* Exercise text:
□ □ □ □ □

By Steve Sailer
02/06/2022
Here are graphs from the CDC of deaths by vaccination status (black line unvaccinated, dashed blue line vaccinated but not boosted, and solid blue line boosted), with December being of particular interest due to the arrival of the omicron variant:
For younger and middle-aged people, the risk of dying from omicron was so low that the advantage of a booster shot isn’t visible on the graph, at least through December. (Note that deaths prior to omicron tended to have about 3 week lag after becoming a case count, so extremely few people died of omicron in December, unlike today, when deaths remain moderately high despite case counts falling rapidly this month.)
This doesn’t mean the risk of younger people going without a booster doesn’t exist in a relative sense, but it’s minor in an absolute sense.
Consider a toy model: Intervention X cuts the chance of Bad Thing Y happening in half.
If the chance of Bad Thing Y happening without doing X is 10%, then doing X cuts your chance of Y happening to you by 5 percentage points from 10 to 5.
But the importance of doing Intervention X depends not just on its relative efficacy against Y, but also on the absolute frequency of Bad Thing Y.
For instance, if the chance of Bad Thing Y is only 0.1%, then doing X cuts your chance of Y by only 0.05 percentage points. You might well choose to do Intervention X with 50% efficacy if the chance of bad thing Y happening to you without it is 10% but not if it is 0.1%.

□ □ □ □ □

* Task description: In the text on deaths by vaccination status, about how long did deaths before omicron tend to lag behind the case count?

□ □ □ □ □

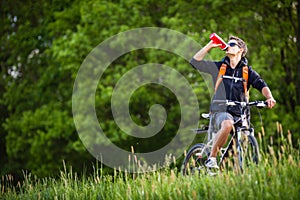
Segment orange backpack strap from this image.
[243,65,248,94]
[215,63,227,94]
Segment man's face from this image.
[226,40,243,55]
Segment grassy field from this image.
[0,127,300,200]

□ □ □ □ □

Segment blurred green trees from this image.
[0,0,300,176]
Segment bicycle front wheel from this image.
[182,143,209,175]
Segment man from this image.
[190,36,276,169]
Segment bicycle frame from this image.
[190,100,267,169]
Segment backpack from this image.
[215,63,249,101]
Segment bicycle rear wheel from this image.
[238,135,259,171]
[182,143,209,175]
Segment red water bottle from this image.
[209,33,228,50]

□ □ □ □ □

* Finished task: About three weeks.